#### GIVEN TEXT
-------

Would AIDS show up after 3 weeks on a blood and urine test?

March 5, 2010

Before getting to that question, it is important to get a few facts right. Firstly, any test conducted, whether blood or urine is done to detect HIV antibodies, which in turn indicate that a person has HIV infection.

HIV or Human immunodeficiency virus is an infection that is passed on from person to person through unprotected sex, blood transfusion or organ donation from an infected person, reused needles contaminated with infected blood or from an HIV infected mother to her baby. But having this infection does not automatically imply that an individual has AIDS (Acquired Immuno Deficiency syndrome).

AIDS is a disease caused by HIV and this happens only when the immune system has been weakened to such an extent that the body no longer has the capability to fight fatal diseases and infections.

If a person has AIDS then they will be prone to common infections like pneumonia and tuberculosis. Other AIDS related diseases include cancers, dementia and various bacterial viral as well as fungal infections.

Blood test is the most common and much used method of HIV testing. There are other tests available such as scraping from the insides of the cheeks, mouth fluids and urine testing. Although not recommended, there is an option of Rapid HIV testing too. These tests provide results as soon as 30 minutes after sample collection. But these tests come with a high rate of false positives. "Rapid" HIV test results are available within 10 to 30 minutes after a sample is taken. In any case, irrespective of the kind of test used, a positive HIV test result should be verified with a second test.

Testing for HIV is usually conducted at genitourinary clinics (where other sexually transmitted diseases are diagnosed and treated). Normal HIV tests results are available in a week's time.

Now, as for the right time to test; it takes the human body anywhere between three weeks to three months, sometimes longer to start developing HIV antibodies. As mentioned earlier, an HIV test aims to detect HIV antibodies. So, it is highly unlikely that a blood or urine test will detect antibodies as early as three weeks. Even if the body has started developing antibodies for HIV, there has to be sufficient amount of these antibodies present in the blood for the blood or urine test to pick it up.

-------

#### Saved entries
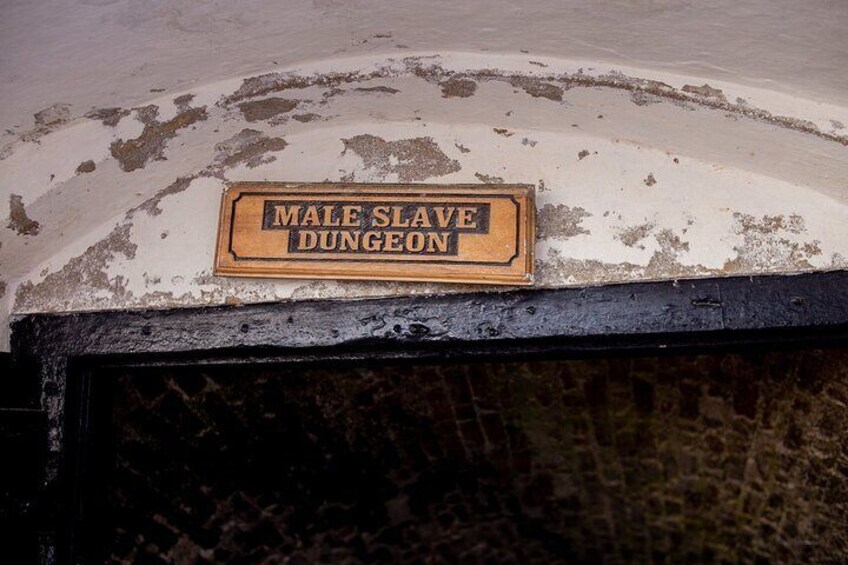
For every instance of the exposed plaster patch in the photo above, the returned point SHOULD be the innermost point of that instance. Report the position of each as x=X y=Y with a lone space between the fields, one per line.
x=259 y=110
x=537 y=88
x=151 y=205
x=488 y=179
x=642 y=98
x=278 y=82
x=109 y=116
x=150 y=145
x=182 y=102
x=548 y=86
x=83 y=282
x=556 y=269
x=560 y=221
x=634 y=234
x=698 y=96
x=458 y=88
x=249 y=147
x=47 y=120
x=304 y=118
x=765 y=244
x=86 y=167
x=377 y=89
x=415 y=159
x=706 y=91
x=18 y=219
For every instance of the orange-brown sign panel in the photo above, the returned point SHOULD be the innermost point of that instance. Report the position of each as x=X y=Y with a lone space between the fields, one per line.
x=444 y=233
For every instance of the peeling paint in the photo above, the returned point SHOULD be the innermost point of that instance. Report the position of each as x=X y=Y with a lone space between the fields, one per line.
x=706 y=91
x=304 y=118
x=634 y=234
x=109 y=116
x=83 y=281
x=249 y=147
x=260 y=110
x=150 y=145
x=86 y=167
x=377 y=90
x=488 y=179
x=766 y=241
x=560 y=221
x=18 y=219
x=537 y=88
x=411 y=160
x=458 y=88
x=151 y=205
x=47 y=120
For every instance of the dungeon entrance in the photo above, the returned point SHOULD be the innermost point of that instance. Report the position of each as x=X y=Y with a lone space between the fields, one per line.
x=657 y=420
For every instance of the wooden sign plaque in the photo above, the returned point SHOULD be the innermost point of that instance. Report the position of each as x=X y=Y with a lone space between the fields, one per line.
x=443 y=233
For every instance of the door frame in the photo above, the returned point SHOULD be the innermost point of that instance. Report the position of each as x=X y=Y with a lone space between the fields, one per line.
x=67 y=350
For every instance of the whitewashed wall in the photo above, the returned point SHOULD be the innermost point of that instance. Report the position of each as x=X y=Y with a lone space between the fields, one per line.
x=666 y=139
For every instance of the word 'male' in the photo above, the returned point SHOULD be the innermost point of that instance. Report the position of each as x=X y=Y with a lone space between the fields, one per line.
x=450 y=233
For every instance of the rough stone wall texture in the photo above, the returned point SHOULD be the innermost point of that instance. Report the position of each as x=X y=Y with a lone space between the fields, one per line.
x=713 y=458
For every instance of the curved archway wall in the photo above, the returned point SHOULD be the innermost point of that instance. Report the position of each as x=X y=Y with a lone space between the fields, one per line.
x=652 y=159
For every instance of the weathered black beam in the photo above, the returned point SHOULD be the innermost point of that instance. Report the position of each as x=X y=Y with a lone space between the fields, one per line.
x=667 y=310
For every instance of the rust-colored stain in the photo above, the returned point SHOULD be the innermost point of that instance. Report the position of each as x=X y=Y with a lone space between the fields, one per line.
x=18 y=219
x=150 y=145
x=560 y=221
x=415 y=159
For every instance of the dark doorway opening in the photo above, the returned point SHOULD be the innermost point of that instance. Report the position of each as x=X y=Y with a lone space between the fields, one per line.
x=692 y=419
x=710 y=457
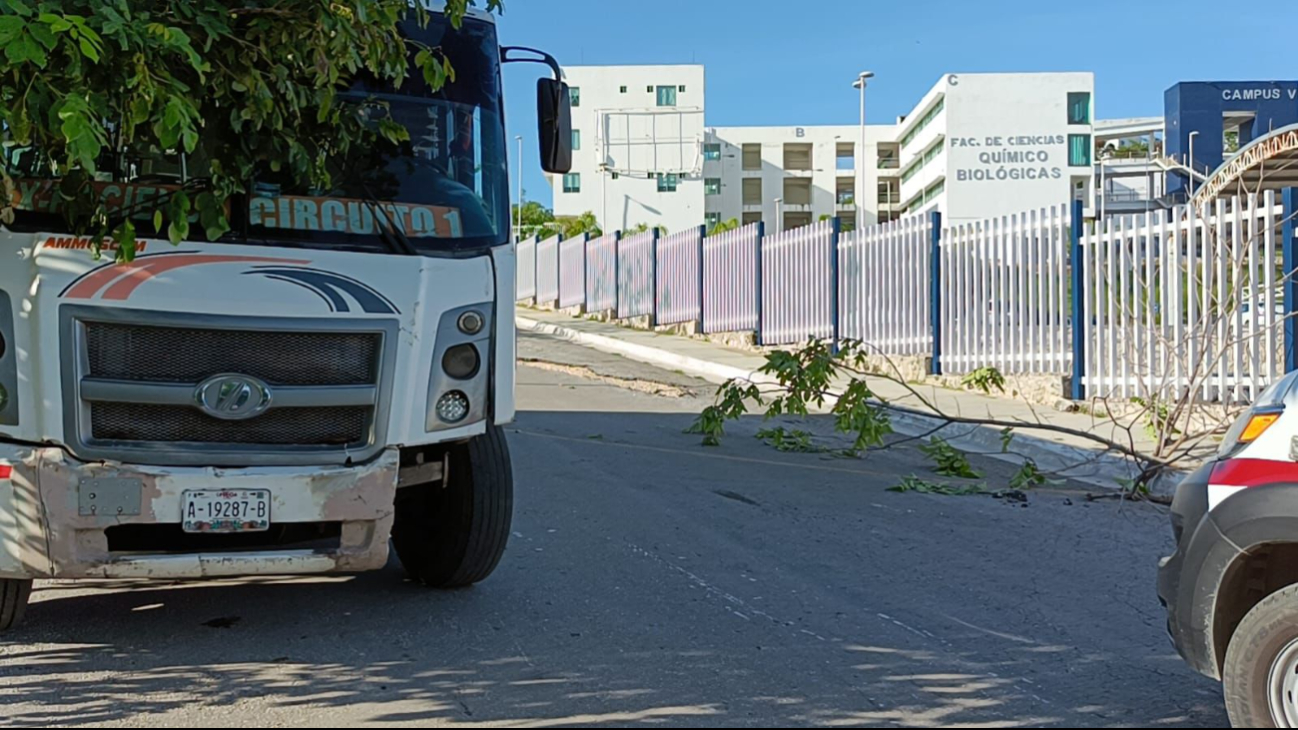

-------

#### YOUR ASSIGNMENT
Please turn the paragraph in the HIV testing text above that begins "HIV or Human immunodeficiency virus" into a short list that keeps its main facts.

#### TASK RESULT
- HIV (Human immunodeficiency virus) passes from person to person through:
  - unprotected sex
  - blood transfusion or organ donation from an infected person
  - reused needles contaminated with infected blood
  - an HIV-infected mother to her baby
- Having HIV does not automatically mean a person has AIDS (Acquired Immuno Deficiency syndrome).